Information shown:
+++

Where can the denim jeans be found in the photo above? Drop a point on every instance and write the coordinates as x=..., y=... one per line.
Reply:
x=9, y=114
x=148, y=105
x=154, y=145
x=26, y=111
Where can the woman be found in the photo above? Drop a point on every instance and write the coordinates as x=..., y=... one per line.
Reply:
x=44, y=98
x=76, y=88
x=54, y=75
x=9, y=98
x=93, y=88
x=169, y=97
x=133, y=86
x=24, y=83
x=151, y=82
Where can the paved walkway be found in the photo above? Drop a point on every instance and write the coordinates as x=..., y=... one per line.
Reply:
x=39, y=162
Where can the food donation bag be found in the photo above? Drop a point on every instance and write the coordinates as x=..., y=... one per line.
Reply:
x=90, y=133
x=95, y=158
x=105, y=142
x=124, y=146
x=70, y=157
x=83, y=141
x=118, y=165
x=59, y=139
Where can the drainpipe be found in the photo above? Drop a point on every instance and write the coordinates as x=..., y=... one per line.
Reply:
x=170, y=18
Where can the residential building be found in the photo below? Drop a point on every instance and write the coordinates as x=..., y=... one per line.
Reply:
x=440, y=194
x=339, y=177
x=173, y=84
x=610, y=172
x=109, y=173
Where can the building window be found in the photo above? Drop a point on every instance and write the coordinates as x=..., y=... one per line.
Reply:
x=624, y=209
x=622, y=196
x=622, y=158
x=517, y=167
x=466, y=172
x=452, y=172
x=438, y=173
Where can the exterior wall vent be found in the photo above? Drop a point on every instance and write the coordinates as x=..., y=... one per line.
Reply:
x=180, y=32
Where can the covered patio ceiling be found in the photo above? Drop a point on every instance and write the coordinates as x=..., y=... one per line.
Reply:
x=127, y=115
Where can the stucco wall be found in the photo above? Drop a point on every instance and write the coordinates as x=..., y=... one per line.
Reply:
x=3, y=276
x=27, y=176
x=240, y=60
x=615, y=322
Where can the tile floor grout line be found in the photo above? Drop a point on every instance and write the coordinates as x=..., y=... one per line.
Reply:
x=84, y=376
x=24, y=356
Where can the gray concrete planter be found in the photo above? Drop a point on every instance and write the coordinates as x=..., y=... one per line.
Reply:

+++

Stated exercise: Edit the lines beginning with the one that has "Where can the building" and ending after the one that has "x=127, y=115", changing "Drop a point" to "Place a mark" and leaving everything else as it is. Return only those lines.

Full solution:
Where can the building window be found in the photo above? Place a mark on every instance and write the coordinates as x=..., y=... one per line.
Reply:
x=624, y=209
x=622, y=196
x=622, y=158
x=517, y=167
x=466, y=172
x=452, y=172
x=438, y=173
Where can the exterior wall vent be found in the photo above? Place a mark on every instance and write the coordinates as x=..., y=... one per line.
Reply:
x=180, y=32
Where can the covered patio ceiling be found in the photo above? Place a mark on every instance and write the coordinates as x=..., y=... one per line.
Reply:
x=127, y=115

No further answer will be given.